Problem statement:
Count the lines of the data below that contain the word "wooden", treating uppercase and lowercase as different. Give only the number.

|---|

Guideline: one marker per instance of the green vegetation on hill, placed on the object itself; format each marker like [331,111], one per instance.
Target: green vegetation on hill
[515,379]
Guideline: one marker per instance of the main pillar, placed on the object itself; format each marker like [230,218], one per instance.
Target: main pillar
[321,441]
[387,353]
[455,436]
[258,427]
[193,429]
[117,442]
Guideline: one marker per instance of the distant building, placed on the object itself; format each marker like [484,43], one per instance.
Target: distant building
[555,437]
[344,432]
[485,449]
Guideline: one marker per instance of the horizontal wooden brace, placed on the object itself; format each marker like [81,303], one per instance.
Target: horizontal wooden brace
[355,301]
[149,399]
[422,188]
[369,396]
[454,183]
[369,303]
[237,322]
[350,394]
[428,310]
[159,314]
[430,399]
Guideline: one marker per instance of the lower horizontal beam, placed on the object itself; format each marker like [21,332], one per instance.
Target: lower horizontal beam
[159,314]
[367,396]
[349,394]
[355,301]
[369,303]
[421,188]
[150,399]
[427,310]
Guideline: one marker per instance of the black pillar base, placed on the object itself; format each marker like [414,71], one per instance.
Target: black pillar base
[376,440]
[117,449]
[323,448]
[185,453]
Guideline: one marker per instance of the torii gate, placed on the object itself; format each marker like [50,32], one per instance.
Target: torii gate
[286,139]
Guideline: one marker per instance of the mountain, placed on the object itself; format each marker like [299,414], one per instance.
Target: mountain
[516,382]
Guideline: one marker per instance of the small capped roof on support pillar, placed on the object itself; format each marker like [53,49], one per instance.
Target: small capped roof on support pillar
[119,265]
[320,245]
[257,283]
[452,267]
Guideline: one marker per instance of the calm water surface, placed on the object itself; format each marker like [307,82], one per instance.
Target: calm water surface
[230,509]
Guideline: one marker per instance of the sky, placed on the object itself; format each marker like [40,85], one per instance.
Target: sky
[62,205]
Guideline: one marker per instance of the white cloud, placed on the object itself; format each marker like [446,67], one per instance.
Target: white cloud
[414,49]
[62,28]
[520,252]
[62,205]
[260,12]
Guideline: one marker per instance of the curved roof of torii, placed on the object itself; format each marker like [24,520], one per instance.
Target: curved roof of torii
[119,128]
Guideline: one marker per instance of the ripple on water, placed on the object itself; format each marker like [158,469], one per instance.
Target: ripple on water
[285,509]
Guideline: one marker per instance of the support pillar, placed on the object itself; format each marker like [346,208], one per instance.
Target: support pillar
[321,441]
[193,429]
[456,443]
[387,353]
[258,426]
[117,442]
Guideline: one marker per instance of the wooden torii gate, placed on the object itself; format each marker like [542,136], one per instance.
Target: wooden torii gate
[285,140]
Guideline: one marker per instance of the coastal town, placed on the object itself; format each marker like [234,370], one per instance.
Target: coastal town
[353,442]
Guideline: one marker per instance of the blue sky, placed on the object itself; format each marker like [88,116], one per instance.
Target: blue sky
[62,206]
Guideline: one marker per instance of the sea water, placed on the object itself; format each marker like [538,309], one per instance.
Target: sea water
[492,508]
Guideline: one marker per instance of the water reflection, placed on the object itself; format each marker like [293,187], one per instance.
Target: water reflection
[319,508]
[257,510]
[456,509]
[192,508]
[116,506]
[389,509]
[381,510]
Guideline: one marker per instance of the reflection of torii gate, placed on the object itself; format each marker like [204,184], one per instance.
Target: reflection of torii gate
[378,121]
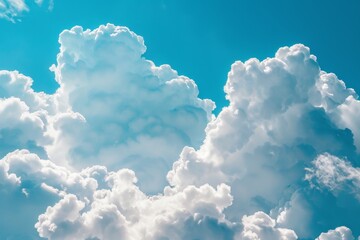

|---|

Problem solution:
4